++++ Selected excerpt

6. Multi-step: When bootstrapping immediately after a single step, the contraction in the learning update is proportional to gamma, γ. When bootstrapping after two steps, the expected contraction is γ^2. Thus, divergence may reduce when using multistep updates even when using neural networks. Experimentations showed a reduction in instability with an increase in the number of steps.
7. Exploration Strategies: Proper exploration strategies, such as epsilon-greedy or UCB exploration, can help the agent collect diverse experiences. This is especially important when using off-policy learning, as the agent needs to explore various situations to ensure that its data is representative. These strategies ensure that the agent slowly tries to prioritize valuable and highly rewarding experiences over time.

++++++++

• [What this task involves] Resume the numbered text on multi-step updates and exploration strategies, starting right after its final sentence.

++++ Extracted material

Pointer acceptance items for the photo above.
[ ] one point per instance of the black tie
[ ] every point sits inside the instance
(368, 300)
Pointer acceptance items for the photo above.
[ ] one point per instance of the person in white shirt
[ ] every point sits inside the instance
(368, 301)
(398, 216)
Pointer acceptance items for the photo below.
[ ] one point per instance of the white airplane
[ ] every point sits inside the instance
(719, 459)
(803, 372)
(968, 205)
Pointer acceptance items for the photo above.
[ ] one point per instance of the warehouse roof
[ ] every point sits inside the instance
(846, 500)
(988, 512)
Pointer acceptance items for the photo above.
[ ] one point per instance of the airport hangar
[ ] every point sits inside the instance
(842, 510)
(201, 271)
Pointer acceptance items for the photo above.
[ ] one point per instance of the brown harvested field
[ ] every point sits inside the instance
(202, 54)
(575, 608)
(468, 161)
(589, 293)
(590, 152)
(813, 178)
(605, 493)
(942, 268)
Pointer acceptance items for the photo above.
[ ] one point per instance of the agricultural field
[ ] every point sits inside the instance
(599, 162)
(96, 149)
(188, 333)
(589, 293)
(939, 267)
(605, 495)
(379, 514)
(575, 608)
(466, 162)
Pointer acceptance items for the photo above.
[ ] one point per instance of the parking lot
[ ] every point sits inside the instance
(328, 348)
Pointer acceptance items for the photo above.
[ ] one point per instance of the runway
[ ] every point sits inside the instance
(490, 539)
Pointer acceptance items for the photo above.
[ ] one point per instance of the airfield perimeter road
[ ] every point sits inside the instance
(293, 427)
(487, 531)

++++++++

• [The response]
In reinforcement learning, the concept of the Deadly Triad – the convergence of Function Approximation, Bootstrapping, and Off-Policy Learning – casts light on a complex juncture in the process of optimal decision-making. The interaction of these three factors can amplify the challenges faced by RL algorithms, leading to instability, overestimation, and suboptimal learning outcomes. By understanding its dynamics, meticulous algorithm design, and a profound grasp of these interactions, we can develop stable and powerful RL-systems for real-world complexities.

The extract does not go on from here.